Written problem:
Repeat verbatim each line from the line with "target | dried bud" to the end of the entries. Pictures do not belong in the copy.

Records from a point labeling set
-.-.-
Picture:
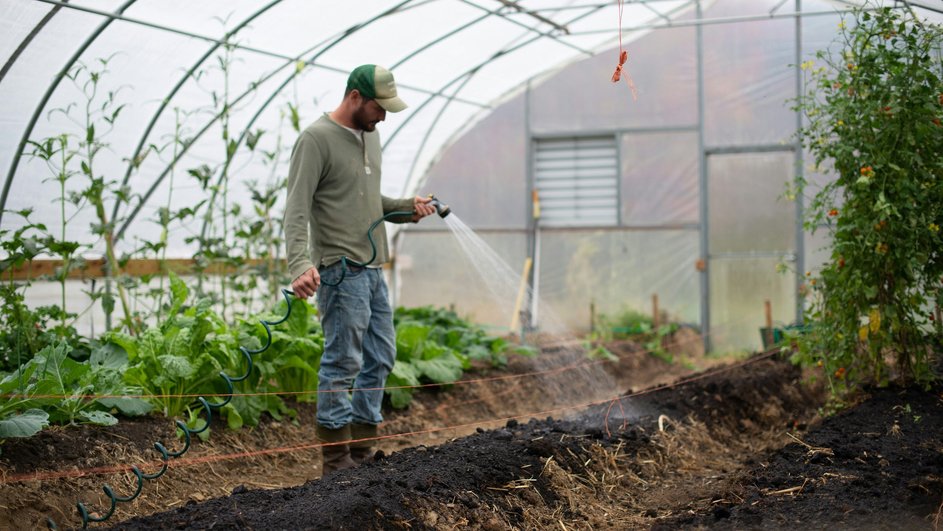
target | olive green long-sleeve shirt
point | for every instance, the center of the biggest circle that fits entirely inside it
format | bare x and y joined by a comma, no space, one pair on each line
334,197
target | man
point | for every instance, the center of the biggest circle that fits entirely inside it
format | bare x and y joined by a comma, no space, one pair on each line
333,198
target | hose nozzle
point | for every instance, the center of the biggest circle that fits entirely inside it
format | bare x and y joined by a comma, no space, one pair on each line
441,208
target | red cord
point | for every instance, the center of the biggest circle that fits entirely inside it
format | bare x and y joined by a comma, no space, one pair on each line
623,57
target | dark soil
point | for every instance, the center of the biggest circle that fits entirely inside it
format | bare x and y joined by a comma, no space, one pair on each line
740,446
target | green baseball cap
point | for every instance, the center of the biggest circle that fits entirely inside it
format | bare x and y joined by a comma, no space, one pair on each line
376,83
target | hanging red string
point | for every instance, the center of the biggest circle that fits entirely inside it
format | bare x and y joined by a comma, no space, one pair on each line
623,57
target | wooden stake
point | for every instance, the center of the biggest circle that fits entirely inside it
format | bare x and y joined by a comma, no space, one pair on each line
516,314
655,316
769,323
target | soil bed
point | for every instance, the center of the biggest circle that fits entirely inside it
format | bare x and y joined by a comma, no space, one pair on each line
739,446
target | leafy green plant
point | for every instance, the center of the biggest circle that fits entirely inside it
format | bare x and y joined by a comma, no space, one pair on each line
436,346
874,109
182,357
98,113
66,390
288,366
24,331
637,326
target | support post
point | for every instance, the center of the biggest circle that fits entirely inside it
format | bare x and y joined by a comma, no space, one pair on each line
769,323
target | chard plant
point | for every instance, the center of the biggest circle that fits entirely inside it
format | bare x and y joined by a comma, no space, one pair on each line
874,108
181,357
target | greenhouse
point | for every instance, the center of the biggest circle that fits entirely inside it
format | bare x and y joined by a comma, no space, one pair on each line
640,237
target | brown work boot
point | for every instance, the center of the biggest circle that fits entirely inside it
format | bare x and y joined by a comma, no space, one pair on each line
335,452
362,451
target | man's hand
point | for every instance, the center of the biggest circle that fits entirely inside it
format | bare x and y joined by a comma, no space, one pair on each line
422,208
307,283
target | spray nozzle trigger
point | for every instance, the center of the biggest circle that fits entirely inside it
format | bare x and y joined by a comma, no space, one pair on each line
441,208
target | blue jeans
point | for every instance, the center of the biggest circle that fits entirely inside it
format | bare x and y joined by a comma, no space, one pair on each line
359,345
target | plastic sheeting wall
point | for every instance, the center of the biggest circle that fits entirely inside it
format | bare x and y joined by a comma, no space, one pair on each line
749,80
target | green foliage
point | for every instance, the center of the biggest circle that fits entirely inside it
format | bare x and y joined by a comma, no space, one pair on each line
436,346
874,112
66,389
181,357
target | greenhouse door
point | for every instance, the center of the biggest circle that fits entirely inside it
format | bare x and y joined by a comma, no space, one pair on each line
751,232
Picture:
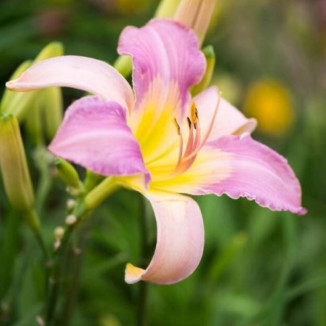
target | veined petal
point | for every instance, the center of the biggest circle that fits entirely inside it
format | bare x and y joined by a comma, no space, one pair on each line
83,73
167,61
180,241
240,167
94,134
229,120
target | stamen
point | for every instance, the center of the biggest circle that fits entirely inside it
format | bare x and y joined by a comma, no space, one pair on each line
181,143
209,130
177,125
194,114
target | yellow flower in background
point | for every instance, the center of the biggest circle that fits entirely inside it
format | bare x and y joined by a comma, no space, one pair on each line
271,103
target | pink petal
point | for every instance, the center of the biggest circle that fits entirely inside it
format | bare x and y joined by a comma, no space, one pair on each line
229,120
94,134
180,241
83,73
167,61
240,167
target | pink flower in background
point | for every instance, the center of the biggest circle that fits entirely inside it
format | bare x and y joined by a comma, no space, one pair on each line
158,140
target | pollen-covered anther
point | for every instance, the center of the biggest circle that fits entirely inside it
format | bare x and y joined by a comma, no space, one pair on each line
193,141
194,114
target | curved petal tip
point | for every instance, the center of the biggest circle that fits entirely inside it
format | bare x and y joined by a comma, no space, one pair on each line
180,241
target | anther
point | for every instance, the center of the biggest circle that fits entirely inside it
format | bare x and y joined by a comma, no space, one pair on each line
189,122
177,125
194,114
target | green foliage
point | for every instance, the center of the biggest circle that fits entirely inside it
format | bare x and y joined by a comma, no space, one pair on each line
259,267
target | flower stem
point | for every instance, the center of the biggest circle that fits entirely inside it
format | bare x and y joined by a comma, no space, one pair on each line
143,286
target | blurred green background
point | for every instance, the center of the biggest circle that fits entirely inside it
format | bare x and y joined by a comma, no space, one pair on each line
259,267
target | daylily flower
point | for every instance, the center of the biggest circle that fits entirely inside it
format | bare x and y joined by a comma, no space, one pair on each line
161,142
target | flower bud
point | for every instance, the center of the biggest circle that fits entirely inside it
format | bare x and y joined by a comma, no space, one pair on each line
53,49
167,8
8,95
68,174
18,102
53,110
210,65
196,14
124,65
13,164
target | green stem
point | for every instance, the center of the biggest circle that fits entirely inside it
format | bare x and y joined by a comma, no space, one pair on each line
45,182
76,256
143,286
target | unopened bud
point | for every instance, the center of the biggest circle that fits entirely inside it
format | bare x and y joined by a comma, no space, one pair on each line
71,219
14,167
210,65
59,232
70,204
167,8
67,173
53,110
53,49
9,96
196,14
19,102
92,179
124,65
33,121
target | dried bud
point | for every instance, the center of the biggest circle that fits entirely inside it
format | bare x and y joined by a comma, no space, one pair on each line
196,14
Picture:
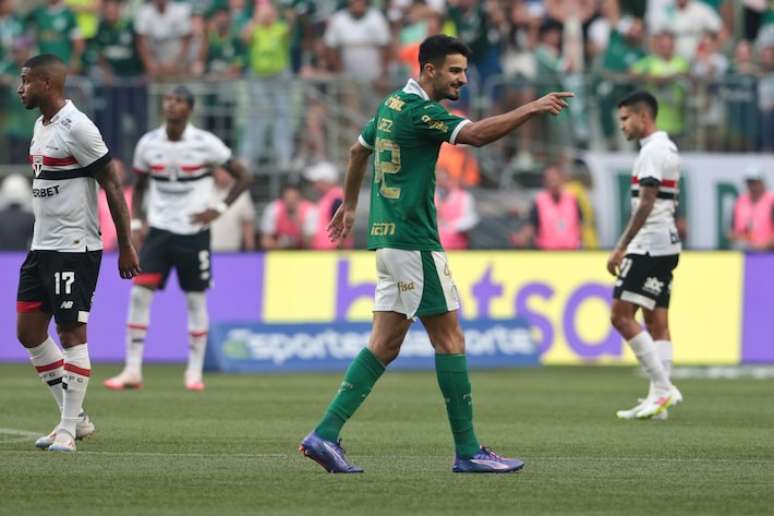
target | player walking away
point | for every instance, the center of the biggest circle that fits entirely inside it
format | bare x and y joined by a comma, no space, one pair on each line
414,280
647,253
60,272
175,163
-.-.-
Reply:
target | dried bud
point | for every instance, the center of the biggest circle that fits entirely inside it
format | bare x and y joined by a comma, no space, one pair on each line
196,14
Picture:
target | player walking away
point | for every instance, the center of the biggest circle that fits entirely inside it
format | bare x and y joined by a comma, no space, one pair on each line
414,280
647,253
60,272
175,163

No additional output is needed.